### Exercise objective
Turn all the records below into a single numbered list, one line per item, with any blank lines dropped.

·····

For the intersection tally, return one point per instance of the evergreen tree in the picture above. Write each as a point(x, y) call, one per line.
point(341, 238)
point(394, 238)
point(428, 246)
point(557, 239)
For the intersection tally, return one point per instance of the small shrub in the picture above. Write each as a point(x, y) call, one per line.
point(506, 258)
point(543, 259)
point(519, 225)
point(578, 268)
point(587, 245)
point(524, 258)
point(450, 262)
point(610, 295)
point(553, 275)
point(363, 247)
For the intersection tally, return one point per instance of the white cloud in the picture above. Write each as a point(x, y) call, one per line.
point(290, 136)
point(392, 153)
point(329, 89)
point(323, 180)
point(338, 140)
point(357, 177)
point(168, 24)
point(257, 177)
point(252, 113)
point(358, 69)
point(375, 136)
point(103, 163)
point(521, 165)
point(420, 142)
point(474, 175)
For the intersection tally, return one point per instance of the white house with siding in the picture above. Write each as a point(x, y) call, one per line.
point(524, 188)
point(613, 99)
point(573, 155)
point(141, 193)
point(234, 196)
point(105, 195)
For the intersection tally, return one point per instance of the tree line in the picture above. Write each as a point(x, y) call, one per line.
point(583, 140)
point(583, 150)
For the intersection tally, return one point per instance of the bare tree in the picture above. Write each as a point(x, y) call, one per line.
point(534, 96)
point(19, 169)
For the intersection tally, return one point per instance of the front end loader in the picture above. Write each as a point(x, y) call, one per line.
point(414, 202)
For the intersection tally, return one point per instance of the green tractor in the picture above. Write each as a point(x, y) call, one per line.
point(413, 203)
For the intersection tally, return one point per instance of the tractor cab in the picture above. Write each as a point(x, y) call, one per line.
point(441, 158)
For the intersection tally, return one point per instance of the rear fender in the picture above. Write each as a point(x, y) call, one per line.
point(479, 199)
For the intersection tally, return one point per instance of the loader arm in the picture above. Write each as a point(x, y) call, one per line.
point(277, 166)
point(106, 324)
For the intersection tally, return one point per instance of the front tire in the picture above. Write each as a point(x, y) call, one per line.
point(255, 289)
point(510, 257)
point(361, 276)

·····

### Output
1. For the intersection tally, return one point per instance of the evergreen tree in the picture above. Write each as a point(x, y) call, one per line.
2. point(341, 238)
3. point(394, 238)
4. point(428, 246)
5. point(557, 239)
6. For the intersection tally, return one point per instance of the small shrub in the picture above. Write each as a point(x, y) call, one per line.
7. point(506, 258)
8. point(543, 259)
9. point(519, 225)
10. point(578, 268)
11. point(587, 245)
12. point(524, 258)
13. point(450, 262)
14. point(610, 295)
15. point(553, 275)
16. point(363, 247)
17. For the intersection tally, return one point per instance of the white cloud in the picture above. Write each as a point(x, y) call, one per line.
18. point(290, 136)
19. point(392, 153)
20. point(329, 89)
21. point(323, 180)
22. point(338, 140)
23. point(357, 177)
24. point(168, 24)
25. point(257, 177)
26. point(252, 113)
27. point(358, 69)
28. point(375, 136)
29. point(103, 163)
30. point(521, 165)
31. point(420, 142)
32. point(474, 175)
33. For the intersection tally, return one point per instance of the white house with siding in the picture above. Write each as a point(x, y) call, one per line.
34. point(524, 188)
35. point(613, 99)
36. point(573, 155)
37. point(141, 193)
38. point(234, 196)
39. point(105, 195)
40. For the intersection tally, return one point per instance of the tree line in the picture above. Write each as a point(x, y) call, one per line.
41. point(583, 140)
42. point(583, 150)
43. For the intersection tally, return one point per instance of the bare tree in the picture above. Write each as a point(x, y) call, one per line.
44. point(534, 96)
45. point(19, 169)
46. For the intersection tally, return one point per instance of the front end loader in the picture above. Write each as a point(x, y) call, one per line.
47. point(414, 202)
48. For the intersection tally, return one point per instance of the green tractor in the picture above. Write each as a point(x, y) call, one per line.
49. point(413, 203)
50. For the intersection tally, return one point per instance of the tractor cab in the picture above. Write each as a point(x, y) call, one per line.
51. point(441, 158)
52. For the intersection tally, return one point per instance of the rear fender in the picture above. Write each as a point(x, y) call, one per line.
53. point(479, 199)
54. For the intersection tally, return one point per instance of the loader arm in the picture above. Write each as a point(x, y) call, one per line.
55. point(277, 166)
56. point(106, 324)
57. For the intersection tally, return one point per instance of the front tire in the picture above. Write each as a point(x, y) call, one per line.
58. point(255, 289)
59. point(510, 257)
60. point(361, 276)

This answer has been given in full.